# INSTRUCTIONS:
a) In the analysis of the Natanz incident, how long could it take to restore production at Natanz?
b) Translate this sentence from the Natanz analysis into Spanish: "The incident could give the US leverage - if they want it."

# TEXT SHOWN:
.....

How will the Natanz incident affect Iran's Vienna negotiations? - analysis

The incident could give the US leverage - if they want it.

The Iranian flag waves in front of the International Atomic Energy Agency (IAEA) headquarters, before the beginning of a board of governors meeting, amid the coronavirus disease (COVID-19) outbreak in Vienna, Austria, March 1, 2021. (photo credit: REUTERS/LISI NIESNER/FILE PHOTO)
The Iranian flag waves in front of the International Atomic Energy Agency (IAEA) headquarters, before the beginning of a board of governors meeting, amid the coronavirus disease (COVID-19) outbreak in Vienna, Austria, March 1, 2021.
(photo credit: REUTERS/LISI NIESNER/FILE PHOTO)
 WASHINGTON – Explosives were used to completely destroy the internal power system at Iran’s Natanz uranium enrichment facility in an alleged Israel operation, two intelligence officials told The New York Times on Sunday night. The explosion caused severe damage to the site and it could take at least nine months to restore production at Natanz, according to the officials. The incident happened as the US and Iran are holding indirect negotiations in Vienna about a possible mutual return to the 2015 nuclear agreement.

.....

# DATA SHOWN:
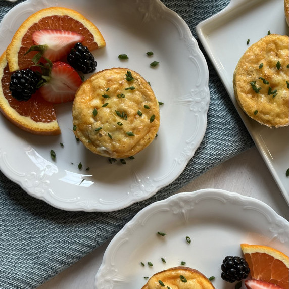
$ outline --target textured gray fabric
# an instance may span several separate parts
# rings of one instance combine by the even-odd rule
[[[229,2],[162,1],[184,19],[196,38],[196,25]],[[0,19],[15,5],[0,0]],[[144,207],[167,198],[209,169],[254,145],[199,44],[210,72],[206,134],[184,172],[150,199],[112,213],[66,212],[32,198],[0,173],[0,288],[37,287],[113,236]]]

.....

# ANSWERS BELOW:
a) At least nine months.

b) El incidente podría darle a EE. UU. una ventaja, si la quieren.